▸ **Instructions for the task**: Rewrite the stretch from the line containing "facade be found?" through the end of the lines, keeping every request, and multiply each bounding box coordinate in the answers by 0.5, rounding to the nearest whole number with halves going up.

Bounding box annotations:
◇ ◇ ◇ ◇ ◇ ◇ ◇

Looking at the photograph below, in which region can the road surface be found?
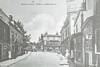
[10,52,68,67]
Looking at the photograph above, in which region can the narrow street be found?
[10,52,69,67]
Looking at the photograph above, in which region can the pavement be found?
[6,52,69,67]
[0,52,31,67]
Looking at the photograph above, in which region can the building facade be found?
[9,19,24,58]
[0,9,10,61]
[60,15,71,56]
[40,33,60,51]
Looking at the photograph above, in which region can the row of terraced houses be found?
[61,0,100,67]
[0,9,24,61]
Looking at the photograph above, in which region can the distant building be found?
[40,33,61,51]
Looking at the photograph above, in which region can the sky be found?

◇ ◇ ◇ ◇ ◇ ◇ ◇

▸ **Solution to this task**:
Looking at the photograph above, in which region can the building facade be found?
[5,10,12,29]
[0,5,5,31]
[30,8,36,28]
[20,17,30,26]
Looking at the photograph above, in which region can the row of terraced houses be found?
[31,0,50,34]
[0,5,12,31]
Looking at the photograph above, in which region can the distant building be found?
[20,17,31,26]
Looking at the photograph above, in which region can the sky be found?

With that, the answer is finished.